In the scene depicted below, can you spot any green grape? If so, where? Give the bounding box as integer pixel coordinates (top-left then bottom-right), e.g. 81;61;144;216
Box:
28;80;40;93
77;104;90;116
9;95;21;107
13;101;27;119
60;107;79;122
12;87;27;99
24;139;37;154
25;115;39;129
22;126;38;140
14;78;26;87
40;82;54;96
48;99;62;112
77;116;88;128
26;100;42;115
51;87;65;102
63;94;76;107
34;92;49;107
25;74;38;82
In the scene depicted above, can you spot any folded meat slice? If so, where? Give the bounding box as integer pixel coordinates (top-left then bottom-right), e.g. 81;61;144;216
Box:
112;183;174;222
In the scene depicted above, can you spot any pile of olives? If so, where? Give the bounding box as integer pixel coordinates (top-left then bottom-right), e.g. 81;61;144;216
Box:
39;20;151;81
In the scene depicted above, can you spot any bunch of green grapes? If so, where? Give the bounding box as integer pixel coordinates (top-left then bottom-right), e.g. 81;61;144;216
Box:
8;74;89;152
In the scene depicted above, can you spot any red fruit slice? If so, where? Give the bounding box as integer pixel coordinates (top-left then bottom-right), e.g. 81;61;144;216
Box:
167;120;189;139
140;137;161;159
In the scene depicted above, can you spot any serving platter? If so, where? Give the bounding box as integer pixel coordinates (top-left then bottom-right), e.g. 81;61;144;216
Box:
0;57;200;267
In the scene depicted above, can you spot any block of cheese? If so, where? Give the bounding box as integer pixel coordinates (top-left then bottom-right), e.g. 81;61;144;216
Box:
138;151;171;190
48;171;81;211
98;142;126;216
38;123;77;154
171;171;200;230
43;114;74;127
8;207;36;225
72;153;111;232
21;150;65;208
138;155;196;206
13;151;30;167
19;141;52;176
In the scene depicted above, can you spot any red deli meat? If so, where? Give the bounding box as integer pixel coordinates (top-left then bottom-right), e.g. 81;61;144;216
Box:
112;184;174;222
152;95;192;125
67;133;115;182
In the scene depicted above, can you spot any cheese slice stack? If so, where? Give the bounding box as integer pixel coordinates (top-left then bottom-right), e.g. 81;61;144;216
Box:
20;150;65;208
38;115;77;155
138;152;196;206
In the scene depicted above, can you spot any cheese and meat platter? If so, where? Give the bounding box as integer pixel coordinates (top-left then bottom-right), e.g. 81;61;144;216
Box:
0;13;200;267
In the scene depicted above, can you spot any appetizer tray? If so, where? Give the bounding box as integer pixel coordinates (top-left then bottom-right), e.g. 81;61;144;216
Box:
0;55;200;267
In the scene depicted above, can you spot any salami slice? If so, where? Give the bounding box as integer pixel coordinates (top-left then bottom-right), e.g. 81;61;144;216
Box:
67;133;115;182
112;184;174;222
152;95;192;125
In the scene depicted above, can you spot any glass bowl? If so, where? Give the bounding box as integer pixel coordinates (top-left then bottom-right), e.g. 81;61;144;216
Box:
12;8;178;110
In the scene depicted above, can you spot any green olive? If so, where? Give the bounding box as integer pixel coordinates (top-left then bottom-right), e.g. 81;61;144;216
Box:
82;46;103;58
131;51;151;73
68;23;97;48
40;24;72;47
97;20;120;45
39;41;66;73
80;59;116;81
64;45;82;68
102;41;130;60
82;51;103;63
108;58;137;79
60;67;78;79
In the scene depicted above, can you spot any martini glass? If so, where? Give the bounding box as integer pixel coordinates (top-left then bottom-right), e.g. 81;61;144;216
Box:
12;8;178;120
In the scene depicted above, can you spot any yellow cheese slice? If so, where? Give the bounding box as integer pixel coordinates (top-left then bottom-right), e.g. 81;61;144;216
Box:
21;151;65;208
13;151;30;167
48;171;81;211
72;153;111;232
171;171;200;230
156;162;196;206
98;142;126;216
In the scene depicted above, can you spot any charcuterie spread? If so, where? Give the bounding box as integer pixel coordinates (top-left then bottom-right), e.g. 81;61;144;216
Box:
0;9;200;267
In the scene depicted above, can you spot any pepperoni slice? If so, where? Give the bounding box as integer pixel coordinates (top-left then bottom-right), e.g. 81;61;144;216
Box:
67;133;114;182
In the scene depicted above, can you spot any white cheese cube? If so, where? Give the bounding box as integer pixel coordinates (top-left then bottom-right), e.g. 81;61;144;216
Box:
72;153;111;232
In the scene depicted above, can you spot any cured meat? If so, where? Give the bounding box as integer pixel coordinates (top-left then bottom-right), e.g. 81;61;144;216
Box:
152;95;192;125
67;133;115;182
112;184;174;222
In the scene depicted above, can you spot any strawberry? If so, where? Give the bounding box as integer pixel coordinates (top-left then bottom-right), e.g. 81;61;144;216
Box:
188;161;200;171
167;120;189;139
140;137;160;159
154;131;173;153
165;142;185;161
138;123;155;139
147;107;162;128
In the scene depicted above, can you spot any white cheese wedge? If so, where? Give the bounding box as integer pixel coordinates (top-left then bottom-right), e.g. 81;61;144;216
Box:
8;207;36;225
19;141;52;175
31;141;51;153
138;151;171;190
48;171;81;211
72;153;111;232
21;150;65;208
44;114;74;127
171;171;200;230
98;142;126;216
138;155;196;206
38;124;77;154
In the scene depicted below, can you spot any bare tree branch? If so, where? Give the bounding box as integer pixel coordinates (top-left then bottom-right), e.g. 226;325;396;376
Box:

———

▶ _Request_
Write out every one of the records above word for word, with no changes.

▶ _Solution to this problem_
In the scene depicted below, can you spot any green grape? If so, where? Give the bounding box as integer pixel coordinates (top-left then bottom-right), e.g. 81;61;144;216
Box:
28;80;40;93
77;104;90;116
9;95;21;107
13;101;27;119
60;107;79;122
12;87;27;99
24;139;37;154
25;115;39;129
22;126;38;140
14;78;26;87
40;82;54;96
48;99;62;112
77;116;88;128
26;100;42;115
51;87;65;102
63;94;76;107
34;92;49;107
25;74;38;82
In the scene depicted above, can you spot any folded meat slice? If so, where? Give the bounding box as integer pixel coordinates (top-left then bottom-right), e.g. 81;61;144;216
Box:
112;183;174;222
In the scene depicted above, can you spot any pile of olives? If so, where? Give the bounding box as integer pixel coordinates (top-left then bottom-right), e.g. 81;61;144;216
Box:
39;20;151;81
In the scene depicted above, can you spot any bunch of green grapes? If so, where? Give the bounding box as integer pixel coordinates (top-left then bottom-right), e.g. 81;61;144;216
Box:
8;74;89;152
In the scene depicted above, can you spot any red fruit slice? If so, where? Give the bounding box as integer pixel coordinates (top-left then bottom-right), e.g. 81;61;144;216
Box:
167;120;189;139
140;137;161;159
In the scene depicted above, can you spot any serving platter? If so, where? Give the bounding box as integer pixel coordinates (top-left then bottom-right), e.g. 81;61;144;216
Box:
0;57;200;267
In the scene depicted above, can you spot any block of cheese? If so, where? Give the bounding box as integer pixel coordinates (top-left then bottom-right), e.g. 81;61;144;216
Box:
138;151;171;190
48;171;81;211
98;142;126;216
38;123;77;154
171;171;200;230
43;114;74;127
8;207;36;225
72;153;111;232
21;150;65;208
138;155;196;206
13;151;30;167
19;141;52;176
In the scene depicted above, can you spot any red deli meat? If so, where? Give the bounding box as integer pixel coordinates (top-left then bottom-right), e.g. 81;61;144;216
Box:
112;184;174;222
152;95;192;125
67;133;115;182
In the scene depicted above, can you spot any cheese slice stack? If so, where? Give the bounding box as integer pixel coordinates (top-left then bottom-right), e.g. 81;61;144;216
Box:
20;150;65;208
38;115;77;155
138;152;196;206
In the scene depicted above, can you spot any cheese and meat platter? If so, where? Give the bounding box as integer pixel coordinates (top-left then bottom-right), e.g. 81;61;144;216
Box:
0;13;200;267
In the scene depicted above, can you spot any appetizer tray? If so, where? Give the bounding box as integer pixel coordinates (top-left then bottom-right), e.g. 81;61;144;216
Box:
0;55;200;267
In the scene depicted above, can you spot any salami slice? If so, where? Give the bounding box as integer pixel coordinates (top-left then bottom-right), e.g. 81;61;144;216
Box:
67;133;115;182
112;184;174;222
152;95;192;125
In the scene depicted above, can you spot any glass bowl? If so, where? Give the bounding box as integer pixel coordinates (top-left then bottom-right), e.g. 81;61;144;216
Box:
12;8;178;110
In the scene depicted above, can you spot any green olive? If so, where? Give the bounding box as integer pixel coordinates (top-left then bottom-right), e.g. 81;61;144;216
Box:
82;46;103;58
131;51;151;73
68;23;97;48
40;24;72;47
97;20;120;45
39;41;66;73
80;59;116;81
64;45;82;68
102;41;130;60
82;51;103;63
108;58;137;79
60;67;78;79
In the scene depicted above, can you spot any martini glass? If so, where? Give the bounding box as integer pixel coordinates (top-left then bottom-right), e.g. 81;61;144;216
Box:
12;8;178;120
In the scene depicted above, can you spot any yellow cheese slice? If so, where? Give the bounding box as integer pixel coordinates (top-left then bottom-right), e.g. 81;61;144;216
Box:
21;151;65;208
13;151;30;167
48;171;81;211
72;153;111;232
171;171;200;230
156;162;196;206
98;142;126;216
In the scene depicted above, can you spot any charcuterie spread? If so, where? Give the bounding box as integer pixel coordinates (top-left then bottom-right), e.g. 81;61;144;216
Box:
0;9;200;267
In the scene depicted above, can you spot any pepperoni slice? If so, where? Give the bounding box as integer pixel coordinates (top-left then bottom-right), e.g. 81;61;144;216
Box:
67;133;114;182
In the scene depicted above, can you spot any white cheese cube? If so, where? Give the bounding box as integer pixel coordinates (top-left then bottom-right), e.g. 81;61;144;216
Box:
72;153;111;232
In the scene depicted above, can you spot any cured meat? If so, where? Give the bounding box as integer pixel coordinates (top-left then bottom-right), e.g. 81;61;144;216
Box:
152;95;192;125
67;133;115;182
112;184;174;222
In the scene depicted above, can you spot any strawberry? If so, where? Give the bounding box as integer pixel coordinates (top-left then bottom-right), e.g. 81;61;144;216
Box:
188;161;200;171
167;120;189;139
140;137;160;159
154;131;173;153
165;142;185;161
138;123;155;139
147;107;162;128
In the scene depicted above, can you spot any white cheese wedge? If so, where? Give the bounding box as integer pixel coordinates (top-left then bottom-right), e.g. 81;61;144;216
Box:
8;207;36;225
19;141;52;175
31;141;51;153
138;151;171;190
48;171;81;211
72;153;111;232
21;150;65;208
44;114;74;127
171;171;200;230
98;142;126;216
138;155;196;206
38;124;77;154
In the scene depicted below, can you spot any bare tree branch? If so, where? Give the bounding box as integer pixel coordinates (top-left then bottom-right), e.g. 226;325;396;376
Box:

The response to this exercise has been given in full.